— START Input —

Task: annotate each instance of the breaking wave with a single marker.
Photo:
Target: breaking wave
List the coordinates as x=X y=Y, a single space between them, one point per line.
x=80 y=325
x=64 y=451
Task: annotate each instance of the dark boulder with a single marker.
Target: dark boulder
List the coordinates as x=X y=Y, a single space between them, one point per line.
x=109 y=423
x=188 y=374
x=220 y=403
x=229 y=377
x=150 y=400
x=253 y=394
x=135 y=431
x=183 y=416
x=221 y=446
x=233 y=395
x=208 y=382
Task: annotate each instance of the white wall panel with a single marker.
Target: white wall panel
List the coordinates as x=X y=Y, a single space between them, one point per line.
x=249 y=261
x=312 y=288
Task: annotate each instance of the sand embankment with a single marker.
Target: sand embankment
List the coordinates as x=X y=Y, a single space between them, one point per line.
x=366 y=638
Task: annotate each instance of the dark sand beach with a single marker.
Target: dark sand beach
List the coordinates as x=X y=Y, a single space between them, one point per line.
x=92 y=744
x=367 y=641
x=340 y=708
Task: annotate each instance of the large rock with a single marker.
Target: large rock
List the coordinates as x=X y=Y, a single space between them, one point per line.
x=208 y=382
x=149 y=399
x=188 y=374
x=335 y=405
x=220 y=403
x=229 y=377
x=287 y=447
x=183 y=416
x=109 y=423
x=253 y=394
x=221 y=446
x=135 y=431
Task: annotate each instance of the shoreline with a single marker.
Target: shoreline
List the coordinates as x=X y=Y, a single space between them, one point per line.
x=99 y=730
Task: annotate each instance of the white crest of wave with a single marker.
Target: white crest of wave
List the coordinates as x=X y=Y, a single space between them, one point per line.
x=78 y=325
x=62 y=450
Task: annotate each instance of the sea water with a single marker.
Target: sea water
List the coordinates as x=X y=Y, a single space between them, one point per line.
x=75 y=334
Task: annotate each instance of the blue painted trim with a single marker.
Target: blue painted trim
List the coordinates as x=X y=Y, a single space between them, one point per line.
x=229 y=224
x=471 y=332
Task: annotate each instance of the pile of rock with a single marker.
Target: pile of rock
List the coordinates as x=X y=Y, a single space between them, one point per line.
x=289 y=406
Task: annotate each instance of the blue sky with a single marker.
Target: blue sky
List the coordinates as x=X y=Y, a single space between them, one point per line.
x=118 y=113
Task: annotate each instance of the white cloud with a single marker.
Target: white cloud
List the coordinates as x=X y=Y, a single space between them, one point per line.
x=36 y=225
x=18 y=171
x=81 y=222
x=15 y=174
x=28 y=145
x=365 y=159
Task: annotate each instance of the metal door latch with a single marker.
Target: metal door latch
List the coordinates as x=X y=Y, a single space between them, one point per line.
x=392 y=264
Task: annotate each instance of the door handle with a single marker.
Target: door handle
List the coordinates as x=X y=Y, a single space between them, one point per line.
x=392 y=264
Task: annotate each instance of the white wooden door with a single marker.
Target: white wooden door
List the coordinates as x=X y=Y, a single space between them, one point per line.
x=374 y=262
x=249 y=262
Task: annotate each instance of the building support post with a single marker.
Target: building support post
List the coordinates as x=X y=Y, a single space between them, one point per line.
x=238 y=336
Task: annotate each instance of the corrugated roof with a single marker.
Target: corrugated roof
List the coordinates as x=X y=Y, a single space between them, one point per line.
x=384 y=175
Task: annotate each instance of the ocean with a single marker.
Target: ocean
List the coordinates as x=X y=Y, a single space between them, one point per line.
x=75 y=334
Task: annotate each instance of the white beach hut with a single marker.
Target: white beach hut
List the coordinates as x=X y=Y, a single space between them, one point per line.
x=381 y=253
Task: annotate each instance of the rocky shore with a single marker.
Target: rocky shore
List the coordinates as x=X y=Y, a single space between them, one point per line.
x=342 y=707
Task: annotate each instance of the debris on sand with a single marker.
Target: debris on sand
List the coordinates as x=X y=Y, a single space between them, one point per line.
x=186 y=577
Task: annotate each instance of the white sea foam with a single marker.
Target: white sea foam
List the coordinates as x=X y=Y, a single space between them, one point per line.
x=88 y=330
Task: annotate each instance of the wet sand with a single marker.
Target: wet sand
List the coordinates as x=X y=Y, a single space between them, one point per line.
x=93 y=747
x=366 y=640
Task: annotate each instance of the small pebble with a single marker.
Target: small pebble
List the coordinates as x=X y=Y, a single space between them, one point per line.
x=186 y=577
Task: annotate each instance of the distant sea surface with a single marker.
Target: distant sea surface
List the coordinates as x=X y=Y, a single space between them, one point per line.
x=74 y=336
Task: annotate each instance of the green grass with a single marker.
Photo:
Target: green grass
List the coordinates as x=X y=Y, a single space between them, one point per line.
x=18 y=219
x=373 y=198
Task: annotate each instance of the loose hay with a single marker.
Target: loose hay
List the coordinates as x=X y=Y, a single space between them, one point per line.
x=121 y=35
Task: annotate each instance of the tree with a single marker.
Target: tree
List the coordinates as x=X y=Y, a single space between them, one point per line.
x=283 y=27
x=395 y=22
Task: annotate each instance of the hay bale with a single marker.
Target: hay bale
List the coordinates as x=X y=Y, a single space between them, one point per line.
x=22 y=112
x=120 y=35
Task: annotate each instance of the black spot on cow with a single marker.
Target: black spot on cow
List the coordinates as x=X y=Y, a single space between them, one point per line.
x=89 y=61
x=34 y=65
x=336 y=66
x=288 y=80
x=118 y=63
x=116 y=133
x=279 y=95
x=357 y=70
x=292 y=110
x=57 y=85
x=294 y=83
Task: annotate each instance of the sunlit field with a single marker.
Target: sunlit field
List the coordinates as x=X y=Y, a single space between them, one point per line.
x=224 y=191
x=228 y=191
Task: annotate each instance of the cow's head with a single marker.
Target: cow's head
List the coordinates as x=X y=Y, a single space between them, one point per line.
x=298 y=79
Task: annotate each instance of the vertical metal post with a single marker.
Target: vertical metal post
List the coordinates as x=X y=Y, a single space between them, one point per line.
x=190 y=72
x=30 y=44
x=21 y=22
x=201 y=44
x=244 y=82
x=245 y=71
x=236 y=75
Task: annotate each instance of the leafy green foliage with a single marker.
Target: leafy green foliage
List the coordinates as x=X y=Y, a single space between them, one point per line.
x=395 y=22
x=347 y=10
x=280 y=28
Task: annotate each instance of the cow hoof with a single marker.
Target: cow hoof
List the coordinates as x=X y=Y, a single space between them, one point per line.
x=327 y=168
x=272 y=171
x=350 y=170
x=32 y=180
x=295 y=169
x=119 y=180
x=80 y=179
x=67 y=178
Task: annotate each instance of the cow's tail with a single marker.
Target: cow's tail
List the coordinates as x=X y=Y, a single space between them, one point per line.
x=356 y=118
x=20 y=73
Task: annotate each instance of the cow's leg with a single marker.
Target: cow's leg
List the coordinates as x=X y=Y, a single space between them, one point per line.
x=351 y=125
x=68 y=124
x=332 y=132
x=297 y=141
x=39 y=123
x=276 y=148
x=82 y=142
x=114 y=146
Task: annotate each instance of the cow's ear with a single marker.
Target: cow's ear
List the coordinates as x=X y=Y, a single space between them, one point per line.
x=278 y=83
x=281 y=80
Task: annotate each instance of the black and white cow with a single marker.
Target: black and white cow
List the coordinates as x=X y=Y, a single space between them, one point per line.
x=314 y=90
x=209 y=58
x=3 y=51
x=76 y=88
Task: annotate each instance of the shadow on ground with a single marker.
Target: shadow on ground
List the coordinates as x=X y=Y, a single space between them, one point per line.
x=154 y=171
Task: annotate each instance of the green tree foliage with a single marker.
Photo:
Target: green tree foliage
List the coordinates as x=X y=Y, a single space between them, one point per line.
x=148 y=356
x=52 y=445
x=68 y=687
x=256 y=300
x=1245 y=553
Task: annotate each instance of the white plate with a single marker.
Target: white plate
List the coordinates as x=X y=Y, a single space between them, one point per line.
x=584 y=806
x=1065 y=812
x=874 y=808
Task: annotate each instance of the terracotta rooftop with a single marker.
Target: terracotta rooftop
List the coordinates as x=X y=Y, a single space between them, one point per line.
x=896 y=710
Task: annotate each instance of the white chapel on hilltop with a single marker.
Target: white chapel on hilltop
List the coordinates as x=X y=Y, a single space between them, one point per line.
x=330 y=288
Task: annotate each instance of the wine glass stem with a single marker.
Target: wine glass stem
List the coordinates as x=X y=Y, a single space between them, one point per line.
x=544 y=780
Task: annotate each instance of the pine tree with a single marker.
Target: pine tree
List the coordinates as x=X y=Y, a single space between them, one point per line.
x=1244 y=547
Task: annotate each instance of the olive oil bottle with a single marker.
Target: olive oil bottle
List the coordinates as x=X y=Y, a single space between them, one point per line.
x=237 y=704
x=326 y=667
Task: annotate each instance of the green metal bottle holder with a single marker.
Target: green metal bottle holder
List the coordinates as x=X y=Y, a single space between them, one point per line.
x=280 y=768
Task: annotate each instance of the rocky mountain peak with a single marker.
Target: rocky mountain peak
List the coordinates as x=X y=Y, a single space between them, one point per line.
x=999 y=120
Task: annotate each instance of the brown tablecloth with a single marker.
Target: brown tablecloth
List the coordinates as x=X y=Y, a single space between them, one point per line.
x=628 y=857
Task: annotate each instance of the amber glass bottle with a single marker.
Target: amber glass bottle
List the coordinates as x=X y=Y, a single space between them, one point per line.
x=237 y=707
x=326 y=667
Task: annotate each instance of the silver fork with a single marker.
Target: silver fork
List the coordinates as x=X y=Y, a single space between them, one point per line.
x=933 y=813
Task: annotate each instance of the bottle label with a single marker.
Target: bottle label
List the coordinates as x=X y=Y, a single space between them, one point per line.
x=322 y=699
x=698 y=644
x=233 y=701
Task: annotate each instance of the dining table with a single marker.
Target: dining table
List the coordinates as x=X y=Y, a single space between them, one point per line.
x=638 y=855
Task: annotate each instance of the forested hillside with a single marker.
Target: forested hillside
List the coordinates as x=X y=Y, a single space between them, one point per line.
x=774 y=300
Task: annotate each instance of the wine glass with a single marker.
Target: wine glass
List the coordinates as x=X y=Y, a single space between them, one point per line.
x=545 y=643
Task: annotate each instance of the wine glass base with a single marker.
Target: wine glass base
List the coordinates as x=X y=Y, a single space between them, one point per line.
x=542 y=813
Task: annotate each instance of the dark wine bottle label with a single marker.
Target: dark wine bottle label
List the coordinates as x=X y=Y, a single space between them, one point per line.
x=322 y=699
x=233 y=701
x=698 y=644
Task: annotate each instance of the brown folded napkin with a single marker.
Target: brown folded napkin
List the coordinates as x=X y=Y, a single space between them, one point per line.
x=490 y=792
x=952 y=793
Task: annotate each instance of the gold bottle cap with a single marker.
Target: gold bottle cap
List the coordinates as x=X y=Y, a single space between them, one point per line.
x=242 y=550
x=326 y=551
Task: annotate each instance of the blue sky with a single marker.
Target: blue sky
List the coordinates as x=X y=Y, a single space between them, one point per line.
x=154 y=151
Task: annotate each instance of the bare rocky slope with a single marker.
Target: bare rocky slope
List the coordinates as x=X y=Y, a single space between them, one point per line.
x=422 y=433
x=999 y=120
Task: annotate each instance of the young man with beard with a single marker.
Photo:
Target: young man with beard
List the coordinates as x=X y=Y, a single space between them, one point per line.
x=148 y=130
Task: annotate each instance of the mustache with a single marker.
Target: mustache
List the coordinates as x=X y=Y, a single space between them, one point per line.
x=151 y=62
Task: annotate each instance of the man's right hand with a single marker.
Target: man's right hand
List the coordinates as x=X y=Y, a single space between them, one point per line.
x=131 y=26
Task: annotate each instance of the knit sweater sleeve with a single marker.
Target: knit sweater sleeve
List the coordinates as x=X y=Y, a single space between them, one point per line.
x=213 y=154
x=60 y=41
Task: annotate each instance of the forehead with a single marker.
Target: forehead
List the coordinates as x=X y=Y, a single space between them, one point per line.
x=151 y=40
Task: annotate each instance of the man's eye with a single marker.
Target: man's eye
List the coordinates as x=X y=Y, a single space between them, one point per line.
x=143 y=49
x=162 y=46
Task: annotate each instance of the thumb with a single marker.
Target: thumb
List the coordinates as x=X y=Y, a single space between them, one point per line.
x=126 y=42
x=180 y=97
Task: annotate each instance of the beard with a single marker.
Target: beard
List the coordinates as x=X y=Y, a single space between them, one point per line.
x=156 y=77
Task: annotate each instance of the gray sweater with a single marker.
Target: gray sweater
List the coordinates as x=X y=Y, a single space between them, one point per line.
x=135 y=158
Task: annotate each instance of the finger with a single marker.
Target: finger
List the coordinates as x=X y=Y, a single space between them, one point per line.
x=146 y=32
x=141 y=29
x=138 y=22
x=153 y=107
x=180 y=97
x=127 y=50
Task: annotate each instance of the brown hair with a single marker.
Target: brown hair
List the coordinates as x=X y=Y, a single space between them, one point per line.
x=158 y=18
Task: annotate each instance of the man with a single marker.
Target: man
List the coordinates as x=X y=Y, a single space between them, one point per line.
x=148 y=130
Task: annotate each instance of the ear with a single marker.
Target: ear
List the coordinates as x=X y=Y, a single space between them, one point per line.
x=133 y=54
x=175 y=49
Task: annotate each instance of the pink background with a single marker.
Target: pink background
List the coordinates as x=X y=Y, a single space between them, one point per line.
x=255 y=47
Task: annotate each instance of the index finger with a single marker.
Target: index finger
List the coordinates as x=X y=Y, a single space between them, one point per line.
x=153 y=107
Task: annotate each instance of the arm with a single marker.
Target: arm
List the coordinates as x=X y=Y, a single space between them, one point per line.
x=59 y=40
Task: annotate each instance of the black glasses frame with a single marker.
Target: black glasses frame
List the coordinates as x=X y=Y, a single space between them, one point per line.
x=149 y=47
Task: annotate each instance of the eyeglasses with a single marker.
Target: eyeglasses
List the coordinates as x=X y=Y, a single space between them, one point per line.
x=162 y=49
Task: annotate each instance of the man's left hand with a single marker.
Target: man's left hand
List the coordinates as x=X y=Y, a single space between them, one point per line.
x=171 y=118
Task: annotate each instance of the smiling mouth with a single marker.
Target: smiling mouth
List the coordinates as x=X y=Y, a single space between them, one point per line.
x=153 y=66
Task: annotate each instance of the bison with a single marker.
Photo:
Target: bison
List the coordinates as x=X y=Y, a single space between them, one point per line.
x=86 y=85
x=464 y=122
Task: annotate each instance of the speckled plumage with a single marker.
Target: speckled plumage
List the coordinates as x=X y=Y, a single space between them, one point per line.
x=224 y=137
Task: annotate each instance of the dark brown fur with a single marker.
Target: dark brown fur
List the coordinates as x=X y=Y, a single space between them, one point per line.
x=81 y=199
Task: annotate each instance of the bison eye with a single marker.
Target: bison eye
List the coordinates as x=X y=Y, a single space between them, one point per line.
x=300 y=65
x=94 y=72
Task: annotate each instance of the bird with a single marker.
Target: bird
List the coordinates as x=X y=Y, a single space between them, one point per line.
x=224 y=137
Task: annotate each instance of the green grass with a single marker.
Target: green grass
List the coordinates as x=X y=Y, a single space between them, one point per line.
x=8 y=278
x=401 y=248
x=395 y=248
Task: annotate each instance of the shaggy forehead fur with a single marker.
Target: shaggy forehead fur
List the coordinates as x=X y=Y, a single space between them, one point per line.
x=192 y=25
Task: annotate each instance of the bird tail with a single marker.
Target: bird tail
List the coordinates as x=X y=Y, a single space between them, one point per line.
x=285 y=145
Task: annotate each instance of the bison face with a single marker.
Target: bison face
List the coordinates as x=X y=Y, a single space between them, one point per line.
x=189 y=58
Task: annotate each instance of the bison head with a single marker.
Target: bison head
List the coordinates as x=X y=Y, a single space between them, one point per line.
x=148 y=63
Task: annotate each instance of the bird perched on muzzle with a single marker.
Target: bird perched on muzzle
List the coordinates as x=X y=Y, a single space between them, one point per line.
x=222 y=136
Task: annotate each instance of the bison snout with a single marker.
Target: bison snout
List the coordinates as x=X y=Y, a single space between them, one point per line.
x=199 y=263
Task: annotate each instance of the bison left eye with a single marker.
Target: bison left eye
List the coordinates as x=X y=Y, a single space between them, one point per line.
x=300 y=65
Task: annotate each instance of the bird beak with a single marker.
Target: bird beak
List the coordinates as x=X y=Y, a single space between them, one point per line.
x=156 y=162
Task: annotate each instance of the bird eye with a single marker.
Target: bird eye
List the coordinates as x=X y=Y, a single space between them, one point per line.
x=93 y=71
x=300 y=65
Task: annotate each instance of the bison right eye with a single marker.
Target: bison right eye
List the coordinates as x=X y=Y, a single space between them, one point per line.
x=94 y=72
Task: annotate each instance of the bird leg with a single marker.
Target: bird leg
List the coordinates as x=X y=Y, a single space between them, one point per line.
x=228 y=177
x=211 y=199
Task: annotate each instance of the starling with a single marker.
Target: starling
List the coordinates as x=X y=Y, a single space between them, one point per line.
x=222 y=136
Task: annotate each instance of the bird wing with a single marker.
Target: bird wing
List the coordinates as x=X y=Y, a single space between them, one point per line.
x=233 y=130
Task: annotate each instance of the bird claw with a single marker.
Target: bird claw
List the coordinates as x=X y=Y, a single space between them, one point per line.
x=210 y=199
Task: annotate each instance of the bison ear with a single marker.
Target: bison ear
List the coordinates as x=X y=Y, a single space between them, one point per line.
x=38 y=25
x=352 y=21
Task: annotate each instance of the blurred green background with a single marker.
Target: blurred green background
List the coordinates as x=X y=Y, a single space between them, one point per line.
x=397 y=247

— END Input —

Exercise — Can you repeat everything from the line containing "Task: annotate each instance of the blue painted" down to the line containing "x=249 y=262", both lines included, substituting "pin" for "marker" and leaving all else unchanged?

Solution to the exercise —
Task: annotate each instance of the blue painted trim with a single pin.
Target: blue painted trim
List the coordinates as x=X y=Y, a single space between them, one point per line.
x=229 y=224
x=471 y=332
Task: annotate each instance of the pile of rock with a single pin.
Target: pile of rock
List the coordinates as x=X y=Y, a single space between them, one point per line.
x=289 y=406
Task: annotate each instance of the blue sky with a single pin.
Target: blue sky
List the coordinates as x=X y=Y, a single space between them, one point per line.
x=118 y=113
Task: annotate each instance of the white cloud with a single pin.
Target: white cloud
List the coordinates as x=X y=Y, a single space between them, one point per line.
x=36 y=225
x=18 y=171
x=81 y=222
x=15 y=174
x=28 y=145
x=365 y=159
Task: annotate each instance of the metal door latch with a single pin.
Target: metal door latch
List the coordinates as x=X y=Y, a single space between them, one point per line.
x=392 y=264
Task: annotate each instance of the door handle with a single pin.
Target: door handle
List the coordinates as x=X y=Y, a single space between them, one point per line.
x=392 y=264
Task: annotate each instance of the white wooden door with a single pin.
Target: white wooden door
List the coordinates as x=X y=Y, a single space between them, one point per line.
x=374 y=262
x=249 y=262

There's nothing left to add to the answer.